• [What is expected] Write the data out again in full, with no departure from the original.

• [Data rows]

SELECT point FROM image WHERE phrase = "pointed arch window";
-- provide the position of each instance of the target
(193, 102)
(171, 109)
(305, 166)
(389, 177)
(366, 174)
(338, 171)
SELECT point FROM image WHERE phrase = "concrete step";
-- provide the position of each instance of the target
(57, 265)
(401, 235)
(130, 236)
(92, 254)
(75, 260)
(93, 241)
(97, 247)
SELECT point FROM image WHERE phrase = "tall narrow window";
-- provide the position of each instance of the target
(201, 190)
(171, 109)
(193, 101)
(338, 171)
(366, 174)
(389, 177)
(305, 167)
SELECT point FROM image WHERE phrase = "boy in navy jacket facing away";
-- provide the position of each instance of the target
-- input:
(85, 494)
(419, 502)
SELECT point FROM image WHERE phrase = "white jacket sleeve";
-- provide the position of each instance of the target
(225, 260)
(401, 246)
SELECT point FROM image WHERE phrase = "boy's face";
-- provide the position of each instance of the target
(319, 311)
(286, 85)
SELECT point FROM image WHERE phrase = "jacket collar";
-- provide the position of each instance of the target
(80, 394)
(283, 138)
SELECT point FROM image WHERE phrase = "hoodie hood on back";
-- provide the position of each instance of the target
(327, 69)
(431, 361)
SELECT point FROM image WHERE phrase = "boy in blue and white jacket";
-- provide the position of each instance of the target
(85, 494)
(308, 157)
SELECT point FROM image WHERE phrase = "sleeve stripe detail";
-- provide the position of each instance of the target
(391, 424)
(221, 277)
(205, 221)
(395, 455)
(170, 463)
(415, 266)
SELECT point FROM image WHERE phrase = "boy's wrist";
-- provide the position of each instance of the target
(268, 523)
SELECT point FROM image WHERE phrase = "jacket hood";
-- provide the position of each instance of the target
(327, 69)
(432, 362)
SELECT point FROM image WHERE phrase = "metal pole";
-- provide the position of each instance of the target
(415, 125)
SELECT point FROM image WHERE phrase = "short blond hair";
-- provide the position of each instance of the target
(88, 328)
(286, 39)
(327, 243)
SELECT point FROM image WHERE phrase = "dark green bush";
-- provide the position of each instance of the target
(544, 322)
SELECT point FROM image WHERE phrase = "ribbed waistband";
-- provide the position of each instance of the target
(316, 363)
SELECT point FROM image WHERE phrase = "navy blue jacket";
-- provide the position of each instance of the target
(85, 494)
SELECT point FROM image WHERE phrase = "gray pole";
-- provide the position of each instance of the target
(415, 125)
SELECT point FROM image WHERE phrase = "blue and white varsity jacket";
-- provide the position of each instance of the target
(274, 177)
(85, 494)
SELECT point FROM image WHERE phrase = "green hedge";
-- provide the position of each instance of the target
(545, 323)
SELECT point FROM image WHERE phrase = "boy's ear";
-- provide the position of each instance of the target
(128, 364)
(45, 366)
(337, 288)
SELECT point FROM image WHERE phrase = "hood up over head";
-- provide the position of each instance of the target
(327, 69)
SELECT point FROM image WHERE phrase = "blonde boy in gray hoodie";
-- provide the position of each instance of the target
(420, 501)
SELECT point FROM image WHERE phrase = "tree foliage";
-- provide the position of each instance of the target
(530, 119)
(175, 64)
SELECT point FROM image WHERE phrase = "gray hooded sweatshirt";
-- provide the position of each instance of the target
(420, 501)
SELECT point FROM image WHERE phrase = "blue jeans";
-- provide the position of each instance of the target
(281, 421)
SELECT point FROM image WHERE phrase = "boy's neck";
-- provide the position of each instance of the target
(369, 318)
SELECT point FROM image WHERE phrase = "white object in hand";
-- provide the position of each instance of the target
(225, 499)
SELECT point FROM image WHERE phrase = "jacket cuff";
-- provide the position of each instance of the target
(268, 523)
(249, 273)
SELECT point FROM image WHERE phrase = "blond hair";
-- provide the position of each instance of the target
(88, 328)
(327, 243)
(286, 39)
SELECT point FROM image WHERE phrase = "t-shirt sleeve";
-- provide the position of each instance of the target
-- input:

• [Result of this task]
SELECT point FROM image WHERE phrase = "pointed arch window";
-- provide the position of each instance of the target
(193, 102)
(171, 109)
(305, 166)
(389, 177)
(366, 174)
(338, 171)
SELECT point FROM image WHERE phrase = "concrete step";
-- provide the position of each instance of the target
(57, 265)
(401, 235)
(130, 236)
(92, 254)
(75, 260)
(93, 241)
(97, 247)
SELECT point FROM image WHERE phrase = "tall narrow window";
-- provide the position of each instance of the target
(201, 190)
(171, 109)
(193, 101)
(338, 171)
(366, 174)
(389, 177)
(305, 167)
SELECT point FROM image WHERE phrase = "boy in navy jacket facing away";
-- provide the position of each instance of the target
-- input:
(85, 494)
(419, 502)
SELECT point FROM image WHERE phrase = "white jacket sleeve";
-- provide the position of each instance of the target
(225, 260)
(401, 246)
SELECT point FROM image WHERE phrase = "boy's face";
-- provide the position of each instance of the target
(319, 311)
(286, 85)
SELECT point FROM image WHERE phrase = "jacket collar";
-- provide the position of each instance of the target
(80, 394)
(283, 138)
SELECT point FROM image WHERE phrase = "hoodie hood on back";
-- provide the position of each instance of the target
(327, 69)
(431, 361)
SELECT point FROM image WHERE phrase = "boy in blue and white jacket";
-- provide the position of each instance of the target
(85, 494)
(308, 157)
SELECT point FROM image WHERE phrase = "sleeve stripe detail";
-- provide the position of each instance of the target
(391, 424)
(221, 277)
(205, 221)
(395, 455)
(170, 463)
(415, 266)
SELECT point FROM image WHERE phrase = "boy's wrist";
-- provide the position of each instance of the target
(268, 523)
SELECT point FROM image WHERE phrase = "jacket hood";
-- provide the position of each instance of the target
(327, 69)
(432, 362)
SELECT point FROM image WHERE phrase = "metal pole";
-- provide the position of each instance of the target
(415, 125)
SELECT point FROM image WHERE phrase = "short blond hair";
-- provide the position of each instance of the target
(88, 328)
(286, 39)
(327, 243)
SELECT point FROM image WHERE phrase = "dark green bush";
-- provide the position of each instance of the target
(544, 322)
SELECT point FROM image WHERE phrase = "ribbed waistband";
-- provide the position of each instance of the target
(316, 363)
SELECT point FROM image WHERE phrase = "navy blue jacket";
-- provide the position of each instance of the target
(85, 494)
SELECT point FROM image WHERE phrase = "gray pole";
-- provide the position of each instance of the target
(415, 125)
SELECT point FROM image WHERE phrase = "blue and white varsity jacket";
-- provide the position of each instance of the target
(274, 177)
(85, 494)
SELECT point FROM image WHERE phrase = "green hedge";
-- provide the position of each instance of the target
(545, 323)
SELECT point FROM image WHERE phrase = "boy's ear";
-- provide the position of each instance of the target
(128, 364)
(45, 366)
(337, 288)
SELECT point FROM image WHERE phrase = "hood up over head";
-- provide the position of each instance of the target
(327, 69)
SELECT point FROM image WHERE phrase = "blonde boy in gray hoodie";
-- provide the position of each instance of the target
(420, 501)
SELECT point FROM image WHERE phrase = "tree foliage";
-- provide the position of each instance of the target
(530, 119)
(175, 64)
SELECT point FROM image WHERE phrase = "gray hooded sweatshirt";
-- provide the position of each instance of the target
(420, 501)
SELECT point FROM image WHERE phrase = "blue jeans";
-- provide the position of each instance of the target
(281, 421)
SELECT point FROM image WHERE phrase = "boy's neck";
-- provide the position of each instance of the target
(369, 318)
SELECT point FROM image WHERE phrase = "white object in hand";
-- provide the position of each instance of the target
(225, 499)
SELECT point FROM image WHERE phrase = "jacket cuff";
-- provide the position of each instance of the target
(268, 523)
(249, 273)
SELECT point FROM image WHERE phrase = "blond hair";
-- provide the position of each instance of the target
(88, 328)
(327, 243)
(286, 39)
SELECT point FROM image WHERE phrase = "t-shirt sleeve";
-- provide the position of each instance of the target
-- input:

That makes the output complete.